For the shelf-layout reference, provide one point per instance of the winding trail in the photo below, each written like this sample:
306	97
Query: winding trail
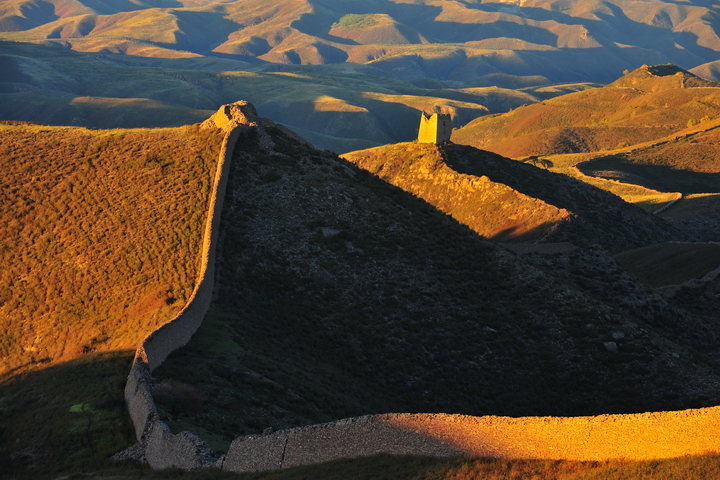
631	437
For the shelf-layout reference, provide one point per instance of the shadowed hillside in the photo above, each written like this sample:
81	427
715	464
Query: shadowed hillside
647	104
345	107
509	201
94	242
342	295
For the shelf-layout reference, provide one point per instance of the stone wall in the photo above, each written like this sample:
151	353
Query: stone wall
632	437
642	436
161	448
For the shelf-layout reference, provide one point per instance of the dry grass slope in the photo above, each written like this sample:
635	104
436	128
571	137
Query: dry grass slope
96	227
647	104
491	209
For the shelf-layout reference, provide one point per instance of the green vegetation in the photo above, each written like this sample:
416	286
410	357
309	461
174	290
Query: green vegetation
354	21
688	165
331	279
629	111
670	263
508	215
67	417
95	243
99	232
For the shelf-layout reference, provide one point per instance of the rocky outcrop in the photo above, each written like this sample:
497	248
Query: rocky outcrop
161	448
631	437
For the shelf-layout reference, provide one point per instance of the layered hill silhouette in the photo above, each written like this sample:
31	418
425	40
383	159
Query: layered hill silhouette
588	40
342	108
339	294
509	201
346	75
649	103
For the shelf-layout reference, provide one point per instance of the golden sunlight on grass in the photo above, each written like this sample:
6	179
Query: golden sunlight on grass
96	229
492	209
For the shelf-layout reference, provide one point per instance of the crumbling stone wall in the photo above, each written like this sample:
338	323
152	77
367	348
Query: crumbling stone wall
642	436
160	447
632	437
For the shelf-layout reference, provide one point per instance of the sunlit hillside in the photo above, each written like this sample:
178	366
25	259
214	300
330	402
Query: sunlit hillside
688	164
338	107
588	40
647	104
98	233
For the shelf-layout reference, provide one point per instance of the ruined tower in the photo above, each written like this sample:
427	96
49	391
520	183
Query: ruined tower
435	128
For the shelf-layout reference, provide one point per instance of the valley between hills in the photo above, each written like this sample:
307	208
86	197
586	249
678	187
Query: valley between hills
558	258
343	288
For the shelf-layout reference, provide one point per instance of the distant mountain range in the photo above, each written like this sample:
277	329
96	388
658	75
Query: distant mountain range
470	40
345	74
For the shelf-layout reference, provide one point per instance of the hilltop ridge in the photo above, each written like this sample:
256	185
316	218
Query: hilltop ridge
509	201
646	104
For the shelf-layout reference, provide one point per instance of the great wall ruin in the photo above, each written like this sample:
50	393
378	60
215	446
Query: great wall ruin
631	437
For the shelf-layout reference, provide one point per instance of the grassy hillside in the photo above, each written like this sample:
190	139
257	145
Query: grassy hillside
688	165
586	40
97	252
93	239
342	295
509	201
647	104
341	107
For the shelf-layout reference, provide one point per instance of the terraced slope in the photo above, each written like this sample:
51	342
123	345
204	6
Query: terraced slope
646	104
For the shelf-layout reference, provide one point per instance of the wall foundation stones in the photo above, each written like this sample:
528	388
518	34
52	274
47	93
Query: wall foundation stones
631	437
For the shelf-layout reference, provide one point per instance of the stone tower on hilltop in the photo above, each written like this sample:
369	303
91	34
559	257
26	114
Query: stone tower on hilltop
435	128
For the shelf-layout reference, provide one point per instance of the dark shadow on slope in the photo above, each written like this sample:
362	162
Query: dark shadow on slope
661	177
67	417
341	295
601	216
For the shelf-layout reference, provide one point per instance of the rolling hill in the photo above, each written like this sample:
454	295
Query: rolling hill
342	295
339	107
589	40
649	103
339	294
509	201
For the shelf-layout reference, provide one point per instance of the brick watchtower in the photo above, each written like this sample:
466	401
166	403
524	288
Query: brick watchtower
435	128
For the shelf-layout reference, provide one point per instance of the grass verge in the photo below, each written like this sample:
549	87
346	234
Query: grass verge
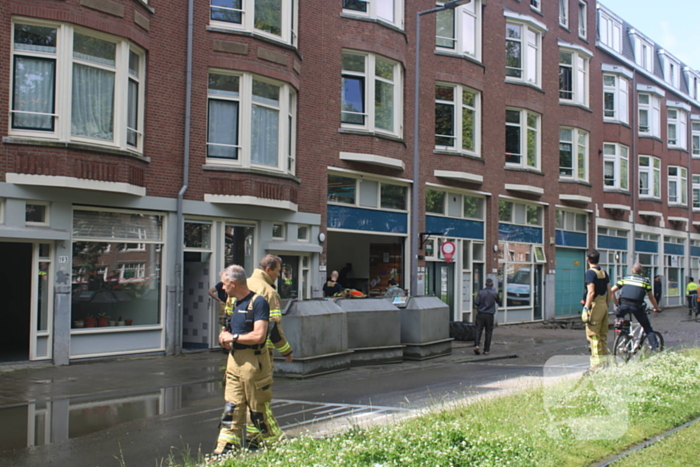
678	450
570	424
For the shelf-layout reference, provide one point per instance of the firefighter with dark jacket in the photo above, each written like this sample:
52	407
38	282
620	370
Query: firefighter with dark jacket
262	282
633	289
248	370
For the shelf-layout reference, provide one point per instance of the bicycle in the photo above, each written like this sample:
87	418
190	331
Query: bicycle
630	341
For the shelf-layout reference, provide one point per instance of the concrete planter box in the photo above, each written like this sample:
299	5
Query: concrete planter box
374	331
425	328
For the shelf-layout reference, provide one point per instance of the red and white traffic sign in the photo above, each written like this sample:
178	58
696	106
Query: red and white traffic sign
448	250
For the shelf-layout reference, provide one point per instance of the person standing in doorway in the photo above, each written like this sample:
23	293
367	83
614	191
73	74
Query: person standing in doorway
596	309
219	294
658	289
332	287
487	303
691	293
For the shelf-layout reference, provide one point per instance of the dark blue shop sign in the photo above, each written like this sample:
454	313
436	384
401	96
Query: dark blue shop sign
367	220
646	246
519	233
457	228
571	239
674	249
606	242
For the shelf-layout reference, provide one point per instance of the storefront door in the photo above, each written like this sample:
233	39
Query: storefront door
440	282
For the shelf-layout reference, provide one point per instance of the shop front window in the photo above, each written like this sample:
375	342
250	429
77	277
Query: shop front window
113	284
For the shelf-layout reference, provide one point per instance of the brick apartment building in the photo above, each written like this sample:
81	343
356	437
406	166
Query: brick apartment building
147	145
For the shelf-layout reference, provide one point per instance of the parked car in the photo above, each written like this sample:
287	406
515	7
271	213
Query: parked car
518	288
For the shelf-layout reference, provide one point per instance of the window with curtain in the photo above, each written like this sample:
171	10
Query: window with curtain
86	98
274	19
251	121
371	93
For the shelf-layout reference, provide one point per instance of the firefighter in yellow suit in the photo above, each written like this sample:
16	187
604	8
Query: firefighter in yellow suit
597	301
261	282
248	370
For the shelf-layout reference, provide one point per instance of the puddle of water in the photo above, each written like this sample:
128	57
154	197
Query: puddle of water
41	423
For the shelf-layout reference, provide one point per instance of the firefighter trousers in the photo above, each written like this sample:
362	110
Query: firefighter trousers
248	389
597	332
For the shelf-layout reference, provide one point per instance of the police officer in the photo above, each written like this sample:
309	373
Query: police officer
691	292
632	289
596	307
248	371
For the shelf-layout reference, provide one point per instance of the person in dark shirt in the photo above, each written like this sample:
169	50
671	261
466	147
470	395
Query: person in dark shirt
658	289
487	303
633	289
332	287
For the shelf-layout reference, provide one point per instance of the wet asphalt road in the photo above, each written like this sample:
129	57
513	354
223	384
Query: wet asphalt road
142	425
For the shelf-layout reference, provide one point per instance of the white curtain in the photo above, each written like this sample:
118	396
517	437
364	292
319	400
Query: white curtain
132	113
33	92
223	129
93	102
265	140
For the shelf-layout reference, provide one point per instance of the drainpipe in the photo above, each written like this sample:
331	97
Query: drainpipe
176	338
689	186
634	164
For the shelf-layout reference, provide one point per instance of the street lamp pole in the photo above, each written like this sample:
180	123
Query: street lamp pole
416	140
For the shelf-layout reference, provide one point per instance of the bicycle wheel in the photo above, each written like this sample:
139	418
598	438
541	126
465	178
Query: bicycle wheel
621	347
645	346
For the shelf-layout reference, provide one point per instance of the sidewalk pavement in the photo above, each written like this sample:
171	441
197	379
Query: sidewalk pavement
532	343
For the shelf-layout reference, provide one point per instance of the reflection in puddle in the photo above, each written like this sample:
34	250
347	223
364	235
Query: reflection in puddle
41	423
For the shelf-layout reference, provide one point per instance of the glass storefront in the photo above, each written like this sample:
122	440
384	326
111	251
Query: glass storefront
117	259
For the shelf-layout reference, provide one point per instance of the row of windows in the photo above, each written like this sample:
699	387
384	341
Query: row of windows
616	109
610	34
616	163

◆ ◆ ◆ ◆ ◆

* _Description of the task_
Please copy the lines above exactly as written, apart from any pictures.

* _Answer space_
For the shelf-layout reference, provide one point per instance of the winding trail in the photo below, each written like this sample:
306	97
Query: winding trail
631	437
For the shelf-layout reference, provide one point per instance of the shadowed hillside in the photo above, each written like this sample:
81	427
715	464
Query: shadowed hillside
647	104
345	107
509	201
94	242
342	295
For the shelf-layout reference, provide one point per instance of the stone wall in the photo above, each written like this sample:
151	353
Query: stone wall
632	437
642	436
161	448
For the shelf-layout reference, provide one point per instance of the dry grass slope in the photo above, each written like this sample:
635	104
436	128
571	137
Query: dry grass slope
96	227
647	104
491	209
For the shelf-layout reference, provide one point per instance of the green vegetation in the photo above, each written like this sample:
416	286
410	357
309	461
174	290
Query: green vegetation
354	21
688	165
331	279
629	111
670	263
508	215
67	417
95	243
99	232
For the shelf-layout reference, provide one point per instance of the rocky outcrop in the photo above, each written like this sample:
497	248
Query: rocky outcrop
161	448
631	437
For the shelf-layout reference, provide one point per instance of the layered hill silhouette in the photo above, each written like this sample:
31	418
425	40
383	159
Query: layered hill silhouette
588	40
342	108
339	294
509	201
346	75
649	103
For the shelf-layout reference, provide one point per instance of the golden sunlight on grass in the photo above, each written like this sample:
6	179
Query: golden sunlight on grass
96	229
492	209
For the shelf-layout reference, provide one point per instance of the crumbling stone wall in the photo above, each written like this sample:
338	323
152	77
367	348
Query: crumbling stone wall
642	436
160	447
632	437
For the shelf-layout reference, provide one point per instance of the sunlit hillside in the photo above, each written like this sample:
178	366
25	259
214	300
330	402
Query: sunlit hillside
688	164
338	107
588	40
647	104
98	233
For the shelf-layout reference, provide one point per instance of the ruined tower in the photo above, each written like this sample:
427	96
49	391
520	183
Query: ruined tower
435	128
For the shelf-layout reference, provide one point per instance of the valley between hills in the photo above, each written like this sample:
307	208
86	197
586	249
678	187
Query: valley between hills
558	258
343	288
For the shelf-layout reference, provide one point per instance of the distant mountain range in the photo above, each written like this sample:
277	329
96	388
658	75
Query: distant mountain range
470	40
345	74
For the shelf-layout reference, provide one point per instance of the hilltop ridge in the photo above, each written like this sample:
256	185
316	218
Query: hilltop ridge
509	201
646	104
For the shelf-layout reference, provide one point per instance of the great wall ruin in the photo above, each written like this sample:
50	393
378	60
215	446
Query: great wall ruin
631	437
For the shelf-layout reference, provide one point per instance of the grassy hillside in the photo above, each written like this sample:
190	139
257	145
Query: grassy hillside
688	165
586	40
97	252
93	239
342	295
509	201
647	104
341	107
For the shelf-layout reference, provide one point per instance of the terraced slope in the photo above, each written like this sample:
51	342
123	345
204	6
Query: terraced slope
646	104
For the shelf-layout reference, provide one point per instance of the wall foundation stones in the photo above, each written like this sample:
528	388
518	34
52	274
47	93
Query: wall foundation stones
631	437
For the shelf-layout reference, provide one point per instance of the stone tower on hilltop in the photo above, each written like this sample:
369	303
91	34
559	257
26	114
Query: stone tower on hilltop
435	128
For the shelf-layout reference, provide one point per instance of the dark shadow on slope in the photo above, each written like this sample:
362	162
Query: dark shadow on slope
661	177
67	417
341	295
601	216
For the shelf-layout reference, provide one point per instance of the rolling hill in the photo above, each written like this sample:
454	295
Query: rolling hill
342	295
339	107
589	40
649	103
339	294
509	201
For the shelf-layout reference, provide one point per instance of the brick watchtower in the photo above, each written like this sample:
466	401
166	403
524	288
Query: brick watchtower
435	128
For the shelf-layout reference, provide one point per instance of the grass verge in the photo below, each written like this sample:
549	87
346	234
Query: grass verge
678	450
570	424
For the shelf-layout reference, provide one point per instance of the firefighter with dark jacket in the photo above, each written like this sample:
52	407
38	282
620	370
Query: firefighter with dark jacket
262	282
633	289
248	370
For the shelf-layout reference, provide one point per instance of the bicycle in the photo above, each written like this sample:
87	418
190	331
Query: bicycle
630	341
For the shelf-layout reference, provide one point per instance of the concrete planter box in the photo above, each written like this sample:
299	5
Query: concrete planter box
374	331
425	328
For the shelf-layout reference, provide one point per instance of the red and white traffic sign in the photo above, each written like this sample:
178	58
696	106
Query: red and white traffic sign
448	250
For the shelf-layout reference, provide one point per instance of the person standing in doorway in the photo above, each written like this sample:
23	293
367	83
614	191
73	74
Query: person standing in doorway
596	309
219	294
658	289
332	287
487	303
691	293
For the shelf-layout reference, provide one point per instance of the dark blue shop sign in the photo above, each written like this sample:
454	313
436	384
401	96
Query: dark blue shop sign
367	220
646	246
519	233
457	228
571	239
674	249
606	242
For the shelf-layout reference, provide one point per instance of the storefront door in the photo above, each written like this sample:
233	39
Query: storefront door
440	282
For the shelf-layout reference, provide one point per instance of the shop front window in the photo above, each written like this sample:
375	342
250	429
77	277
Query: shop front window
113	284
For the shelf-layout reference, provide one point per instance of the brick apartment building in the photo above, each written like this sample:
81	343
356	437
406	166
Query: brick apartment building
147	145
For the shelf-layout reference, provide one point per instance of the parked car in the photo above, each written like this sample:
287	406
515	7
271	213
Query: parked car
518	288
For the shelf-layout reference, provide one point per instance of the window with curtain in the photo above, each written like this sample:
171	10
Query: window with curtain
86	98
274	19
251	121
371	93
For the shelf-layout reference, provide one point per instance of the firefighter in yellow suit in the photo above, each written like this sample:
16	187
604	8
Query: firefighter in yellow suit
597	301
261	282
248	370
For the shelf-layout reference, provide one point per instance of the puddle of water in the photo above, each written like this sample:
128	57
154	197
Query: puddle of water
41	423
For the shelf-layout reference, provide one point per instance of the firefighter trousers in the photo above, each written like this sample:
362	110
Query: firefighter trousers
248	389
597	332
For the shelf-layout reference, provide one point per instance of the police officer in the photo above, each written like this sample:
309	373
Query: police officer
691	292
632	289
596	307
248	371
For the shelf-layout reference, provide one point per instance of the person in dark shirt in the photo above, each written like this sample:
169	50
671	261
466	147
470	395
Query: person in dark shirt
658	289
487	303
633	289
332	287
For the shelf-layout reference, provide one point per instance of the wet asphalt road in the photo above, each written like this sample:
129	57
513	354
223	384
Query: wet asphalt road
142	425
For the shelf-layout reference, provide one point per instance of the white curtain in the photo above, each written like this sample:
118	396
517	437
364	292
319	400
Query: white curtain
132	113
33	92
223	129
93	102
265	140
For the shelf-layout reference, provide one point per instance of the drainpipe in the photo above, each written like this sample:
331	97
Query: drainpipe
176	338
689	186
634	164
For the shelf-layout reference, provide one point per instance of the street lamp pole in the photo above, each written like this sample:
180	123
Query: street lamp pole
416	140
For the shelf-layout reference, provide one point per instance of the bicycle wheel in the photo above, each written like this sample:
139	418
598	438
541	126
465	178
Query: bicycle wheel
621	347
645	346
For the shelf-layout reference, provide one point per instance of the sidewalk pavement in the photo above, each written like this sample:
171	441
197	379
Query: sidewalk pavement
532	343
For the shelf-layout reference, provide one point per instance of the reflection in puddle in the photo above, each written like this sample:
34	250
347	223
364	235
Query: reflection in puddle
41	423
For the shelf-layout reference, provide one point per instance of the glass storefront in the photo above, each written like this sample:
122	440
384	326
111	251
Query: glass storefront
117	259
For the shelf-layout reference, provide one point per instance of the row of windows in the photo above, each written like this sample:
699	387
384	341
Query: row of windows
616	109
610	34
616	163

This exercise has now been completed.